▶ _Excerpted passage_:
--------

If we strip away that comfort and confront the Holocaust on Bauman’s terms
we are left with the uncomfortable idea that ‘the Holocaust was not an
irrational outflow of the not-yet-fully-eradicated residues of pre-modern
barbarity. It was a legitimate resident in the house of modernity; indeed
one who would not be at home in any other house’ (2001, p. 17). The crucial
point for this discussion is that the mass slaughter of living, sentient beings is
not an aberration. Rather, it is woven into and a direct consequence of
modernist social relations.
It is essential, albeit confronting, coming to terms with the violent not just
refined face of modernity. Arendt (2006) explained how it is that violence
and atrocities are normalised and routinised; how they come to be accepted
by many—otherwise ‘good’ or compassionate—people. The strength of such
a view that is an inherently sociological one is that it moves away from binary
thinking of (individual) good versus evil and instead allows us to acknowledge the way violence and abuse are embedded in and often justified by social
systems and their authorities. Identifying the ideological mechanisms used to
uphold socially sanctioned regimes of power is important if we are to have
any hope of untangling and dismantling them.

--------

▶ _Data block_:

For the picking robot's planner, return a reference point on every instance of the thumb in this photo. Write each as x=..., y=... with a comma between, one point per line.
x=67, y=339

--------

▶ _Exercise requirements_:
(a) In the passage on the Holocaust and modernity, what year and page are given for the Bauman quotation?
(b) Please list every proper name that appears in the passage on the Holocaust and modernity.
(c) Summarize the passage on the Holocaust and modernity in two sentences.
The listing has no connection to the passage on the Holocaust and modernity.

▶ _Correct answers_:
(a) 2001, page 17.

(b) Holocaust, Bauman, Arendt

(c) Drawing on Bauman, the passage argues that the Holocaust was not a leftover of pre-modern barbarity but a product of modernity, so mass slaughter is woven into modernist social relations rather than being an aberration. Following Arendt, it holds that a sociological view, which shows how violence becomes normalized, routinized and accepted even by otherwise good people, moves beyond individual good versus evil and helps identify the ideological mechanisms that must be untangled and dismantled.